Excerpt from a dataset:

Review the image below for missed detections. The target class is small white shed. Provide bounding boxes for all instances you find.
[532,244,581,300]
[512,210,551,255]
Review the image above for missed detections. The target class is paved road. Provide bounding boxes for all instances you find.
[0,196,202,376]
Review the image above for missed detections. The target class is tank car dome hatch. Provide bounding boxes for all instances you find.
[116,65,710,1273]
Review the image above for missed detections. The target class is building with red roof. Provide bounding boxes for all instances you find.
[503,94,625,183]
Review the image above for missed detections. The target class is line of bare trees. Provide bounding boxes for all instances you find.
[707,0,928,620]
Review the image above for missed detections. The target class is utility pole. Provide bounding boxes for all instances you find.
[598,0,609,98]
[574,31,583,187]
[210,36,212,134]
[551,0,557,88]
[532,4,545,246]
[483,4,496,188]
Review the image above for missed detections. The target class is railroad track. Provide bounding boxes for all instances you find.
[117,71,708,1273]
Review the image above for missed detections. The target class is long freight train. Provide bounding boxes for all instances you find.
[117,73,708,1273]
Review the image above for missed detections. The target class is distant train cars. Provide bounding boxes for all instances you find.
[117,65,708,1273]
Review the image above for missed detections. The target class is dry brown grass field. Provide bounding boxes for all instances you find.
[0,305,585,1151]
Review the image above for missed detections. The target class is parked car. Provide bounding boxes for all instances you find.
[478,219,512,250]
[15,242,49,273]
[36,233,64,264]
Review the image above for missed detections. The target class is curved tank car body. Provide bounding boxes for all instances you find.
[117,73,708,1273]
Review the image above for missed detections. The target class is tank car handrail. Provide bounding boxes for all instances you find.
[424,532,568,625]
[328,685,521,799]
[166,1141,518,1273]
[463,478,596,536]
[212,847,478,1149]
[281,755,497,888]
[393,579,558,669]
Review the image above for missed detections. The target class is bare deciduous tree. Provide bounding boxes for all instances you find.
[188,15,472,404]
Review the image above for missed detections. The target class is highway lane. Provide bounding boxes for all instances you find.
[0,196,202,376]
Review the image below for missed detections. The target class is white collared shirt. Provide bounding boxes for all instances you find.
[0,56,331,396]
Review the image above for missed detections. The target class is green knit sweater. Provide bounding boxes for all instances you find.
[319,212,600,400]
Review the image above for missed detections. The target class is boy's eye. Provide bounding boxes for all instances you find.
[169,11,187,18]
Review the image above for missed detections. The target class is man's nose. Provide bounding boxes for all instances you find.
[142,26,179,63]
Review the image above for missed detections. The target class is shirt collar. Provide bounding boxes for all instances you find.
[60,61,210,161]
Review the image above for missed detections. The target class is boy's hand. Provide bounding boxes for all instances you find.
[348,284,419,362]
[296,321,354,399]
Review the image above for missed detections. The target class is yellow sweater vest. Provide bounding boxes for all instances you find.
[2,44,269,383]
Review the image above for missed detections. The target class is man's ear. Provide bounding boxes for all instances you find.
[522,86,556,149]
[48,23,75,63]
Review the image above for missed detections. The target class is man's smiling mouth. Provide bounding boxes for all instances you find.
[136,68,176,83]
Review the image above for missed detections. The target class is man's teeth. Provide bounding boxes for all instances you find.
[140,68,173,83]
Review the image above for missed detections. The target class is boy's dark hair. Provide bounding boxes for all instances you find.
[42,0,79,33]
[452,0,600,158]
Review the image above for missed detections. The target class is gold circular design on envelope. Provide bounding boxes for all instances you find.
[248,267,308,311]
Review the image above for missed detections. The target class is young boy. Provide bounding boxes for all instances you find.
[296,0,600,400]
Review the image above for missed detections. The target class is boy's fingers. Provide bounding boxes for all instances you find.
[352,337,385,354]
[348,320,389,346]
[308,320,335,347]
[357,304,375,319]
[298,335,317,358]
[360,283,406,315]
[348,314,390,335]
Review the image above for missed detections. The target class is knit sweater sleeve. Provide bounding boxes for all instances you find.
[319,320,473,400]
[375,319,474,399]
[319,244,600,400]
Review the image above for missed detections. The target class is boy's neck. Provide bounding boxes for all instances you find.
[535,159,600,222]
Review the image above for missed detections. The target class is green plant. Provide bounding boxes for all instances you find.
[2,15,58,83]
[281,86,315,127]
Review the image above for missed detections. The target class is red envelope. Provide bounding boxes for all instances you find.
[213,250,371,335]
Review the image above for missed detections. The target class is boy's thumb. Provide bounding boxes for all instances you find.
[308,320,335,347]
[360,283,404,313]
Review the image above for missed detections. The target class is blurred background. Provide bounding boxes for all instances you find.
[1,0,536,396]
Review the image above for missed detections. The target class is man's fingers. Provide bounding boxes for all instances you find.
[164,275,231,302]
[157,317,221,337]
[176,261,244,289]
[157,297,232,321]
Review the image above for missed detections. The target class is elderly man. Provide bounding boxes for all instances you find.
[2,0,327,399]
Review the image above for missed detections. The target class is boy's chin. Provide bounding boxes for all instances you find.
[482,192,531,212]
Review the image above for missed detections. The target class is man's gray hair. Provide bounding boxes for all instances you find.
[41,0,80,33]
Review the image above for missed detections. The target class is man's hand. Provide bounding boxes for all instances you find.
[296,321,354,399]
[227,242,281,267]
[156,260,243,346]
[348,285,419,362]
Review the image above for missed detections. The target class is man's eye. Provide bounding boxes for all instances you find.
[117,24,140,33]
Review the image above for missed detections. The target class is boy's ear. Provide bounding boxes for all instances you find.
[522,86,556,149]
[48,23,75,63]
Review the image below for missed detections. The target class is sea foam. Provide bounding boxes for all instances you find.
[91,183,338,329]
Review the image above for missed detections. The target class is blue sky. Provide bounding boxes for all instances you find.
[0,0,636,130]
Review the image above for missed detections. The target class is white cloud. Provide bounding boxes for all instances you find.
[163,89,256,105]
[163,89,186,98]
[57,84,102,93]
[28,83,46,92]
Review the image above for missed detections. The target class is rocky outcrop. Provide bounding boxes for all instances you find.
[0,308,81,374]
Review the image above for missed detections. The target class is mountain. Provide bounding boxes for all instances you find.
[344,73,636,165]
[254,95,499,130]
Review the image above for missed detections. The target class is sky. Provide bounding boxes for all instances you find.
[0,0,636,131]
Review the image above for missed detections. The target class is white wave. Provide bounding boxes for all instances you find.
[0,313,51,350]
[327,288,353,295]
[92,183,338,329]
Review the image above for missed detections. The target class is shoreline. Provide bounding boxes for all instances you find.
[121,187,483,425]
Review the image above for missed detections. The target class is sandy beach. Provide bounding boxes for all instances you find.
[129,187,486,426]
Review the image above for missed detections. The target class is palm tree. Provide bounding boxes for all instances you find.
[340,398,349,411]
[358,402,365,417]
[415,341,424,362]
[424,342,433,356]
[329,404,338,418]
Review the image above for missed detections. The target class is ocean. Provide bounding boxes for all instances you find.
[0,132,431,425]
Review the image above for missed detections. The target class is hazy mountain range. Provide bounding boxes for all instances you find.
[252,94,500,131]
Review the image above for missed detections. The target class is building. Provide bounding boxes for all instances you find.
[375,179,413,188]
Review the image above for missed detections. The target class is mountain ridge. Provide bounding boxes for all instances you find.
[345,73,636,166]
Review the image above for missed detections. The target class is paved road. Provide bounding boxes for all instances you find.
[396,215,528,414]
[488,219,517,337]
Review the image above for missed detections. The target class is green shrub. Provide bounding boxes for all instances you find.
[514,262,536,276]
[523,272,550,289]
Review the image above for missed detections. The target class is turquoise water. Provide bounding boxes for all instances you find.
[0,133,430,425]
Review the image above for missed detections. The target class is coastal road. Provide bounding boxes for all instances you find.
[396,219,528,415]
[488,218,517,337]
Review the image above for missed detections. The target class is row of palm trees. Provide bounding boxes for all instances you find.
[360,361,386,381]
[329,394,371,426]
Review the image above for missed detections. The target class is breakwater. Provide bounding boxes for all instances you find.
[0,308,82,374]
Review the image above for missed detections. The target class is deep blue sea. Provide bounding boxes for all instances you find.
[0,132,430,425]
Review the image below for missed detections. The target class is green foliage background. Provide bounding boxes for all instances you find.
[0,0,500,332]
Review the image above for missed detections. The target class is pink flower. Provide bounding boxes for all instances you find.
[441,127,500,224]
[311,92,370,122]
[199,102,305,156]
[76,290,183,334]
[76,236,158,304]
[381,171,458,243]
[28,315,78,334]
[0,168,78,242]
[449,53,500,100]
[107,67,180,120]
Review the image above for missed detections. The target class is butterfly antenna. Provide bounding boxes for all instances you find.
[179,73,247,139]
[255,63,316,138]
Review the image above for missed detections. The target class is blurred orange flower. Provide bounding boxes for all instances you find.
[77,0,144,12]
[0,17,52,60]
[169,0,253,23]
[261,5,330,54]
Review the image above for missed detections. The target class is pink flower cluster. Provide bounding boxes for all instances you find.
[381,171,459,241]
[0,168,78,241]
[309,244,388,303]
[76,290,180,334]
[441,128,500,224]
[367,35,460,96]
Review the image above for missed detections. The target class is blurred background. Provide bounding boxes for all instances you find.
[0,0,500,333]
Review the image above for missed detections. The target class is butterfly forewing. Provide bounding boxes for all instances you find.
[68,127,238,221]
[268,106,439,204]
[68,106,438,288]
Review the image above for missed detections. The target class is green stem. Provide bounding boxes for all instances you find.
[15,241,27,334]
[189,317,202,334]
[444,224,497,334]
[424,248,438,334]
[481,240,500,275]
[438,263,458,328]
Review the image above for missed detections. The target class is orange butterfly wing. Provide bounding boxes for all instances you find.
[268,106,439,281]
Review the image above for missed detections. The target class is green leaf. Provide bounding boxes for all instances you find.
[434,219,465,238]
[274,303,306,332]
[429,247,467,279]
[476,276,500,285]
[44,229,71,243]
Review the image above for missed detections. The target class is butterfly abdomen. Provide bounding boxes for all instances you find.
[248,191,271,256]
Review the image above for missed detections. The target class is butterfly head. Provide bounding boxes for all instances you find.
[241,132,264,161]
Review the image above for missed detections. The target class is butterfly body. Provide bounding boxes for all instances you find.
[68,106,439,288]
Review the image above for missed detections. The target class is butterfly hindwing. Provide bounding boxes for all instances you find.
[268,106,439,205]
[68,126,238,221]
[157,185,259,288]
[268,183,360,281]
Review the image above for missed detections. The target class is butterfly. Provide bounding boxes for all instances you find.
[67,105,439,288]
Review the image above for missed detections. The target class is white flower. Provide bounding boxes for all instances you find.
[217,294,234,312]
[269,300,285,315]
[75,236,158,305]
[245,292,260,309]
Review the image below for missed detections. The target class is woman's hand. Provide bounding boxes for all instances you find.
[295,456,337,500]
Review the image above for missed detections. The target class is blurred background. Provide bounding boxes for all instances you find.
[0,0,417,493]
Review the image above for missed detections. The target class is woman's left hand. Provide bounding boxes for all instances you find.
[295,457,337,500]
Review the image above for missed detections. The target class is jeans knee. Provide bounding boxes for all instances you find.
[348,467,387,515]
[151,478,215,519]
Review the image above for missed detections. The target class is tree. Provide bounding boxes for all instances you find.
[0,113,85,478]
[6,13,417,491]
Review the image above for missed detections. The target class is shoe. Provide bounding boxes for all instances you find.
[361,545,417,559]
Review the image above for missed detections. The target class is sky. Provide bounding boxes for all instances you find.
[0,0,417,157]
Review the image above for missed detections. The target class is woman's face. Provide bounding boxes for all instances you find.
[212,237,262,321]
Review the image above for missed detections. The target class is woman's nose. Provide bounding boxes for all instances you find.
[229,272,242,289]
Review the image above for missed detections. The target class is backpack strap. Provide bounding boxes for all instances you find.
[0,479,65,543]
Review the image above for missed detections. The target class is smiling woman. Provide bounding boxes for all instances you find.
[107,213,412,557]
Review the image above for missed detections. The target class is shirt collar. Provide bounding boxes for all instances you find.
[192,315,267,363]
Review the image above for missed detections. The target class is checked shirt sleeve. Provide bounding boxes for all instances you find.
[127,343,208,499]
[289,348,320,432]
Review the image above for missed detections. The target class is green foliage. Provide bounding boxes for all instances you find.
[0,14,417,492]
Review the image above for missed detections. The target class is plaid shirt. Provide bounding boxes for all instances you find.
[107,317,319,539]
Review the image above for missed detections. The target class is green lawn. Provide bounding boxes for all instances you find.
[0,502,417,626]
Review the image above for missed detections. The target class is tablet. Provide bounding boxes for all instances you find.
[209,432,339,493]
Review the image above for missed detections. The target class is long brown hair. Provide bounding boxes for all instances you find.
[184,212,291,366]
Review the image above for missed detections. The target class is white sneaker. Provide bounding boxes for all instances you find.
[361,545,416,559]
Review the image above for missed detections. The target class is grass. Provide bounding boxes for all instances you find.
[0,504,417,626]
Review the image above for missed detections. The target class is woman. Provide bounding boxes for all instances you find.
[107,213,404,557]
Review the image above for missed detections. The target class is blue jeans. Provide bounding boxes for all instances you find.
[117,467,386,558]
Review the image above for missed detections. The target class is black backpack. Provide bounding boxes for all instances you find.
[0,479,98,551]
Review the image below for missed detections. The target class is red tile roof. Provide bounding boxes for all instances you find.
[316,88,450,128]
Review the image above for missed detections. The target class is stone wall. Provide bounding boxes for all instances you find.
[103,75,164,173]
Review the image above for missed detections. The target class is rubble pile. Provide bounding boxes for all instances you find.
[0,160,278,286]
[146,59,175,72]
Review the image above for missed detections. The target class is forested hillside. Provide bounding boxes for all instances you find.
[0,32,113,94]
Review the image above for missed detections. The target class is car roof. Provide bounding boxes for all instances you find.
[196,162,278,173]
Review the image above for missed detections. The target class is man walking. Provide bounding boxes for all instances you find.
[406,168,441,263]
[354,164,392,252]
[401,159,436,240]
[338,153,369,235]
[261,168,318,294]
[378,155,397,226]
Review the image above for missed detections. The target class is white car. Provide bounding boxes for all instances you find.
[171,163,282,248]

Written task.
Reproduce the rows above without any change, starting with the line containing "is butterfly body." and going on through the line containing "[268,183,360,281]".

Complete output.
Review the image above for missed detections. The target class is butterfly body. Provide bounding boxes for all instances you find.
[68,106,439,288]
Review the image above for missed detections. The target class is butterfly hindwing. Provide bounding boxes for all instances you find.
[268,106,439,205]
[68,126,238,221]
[157,185,259,288]
[268,183,360,281]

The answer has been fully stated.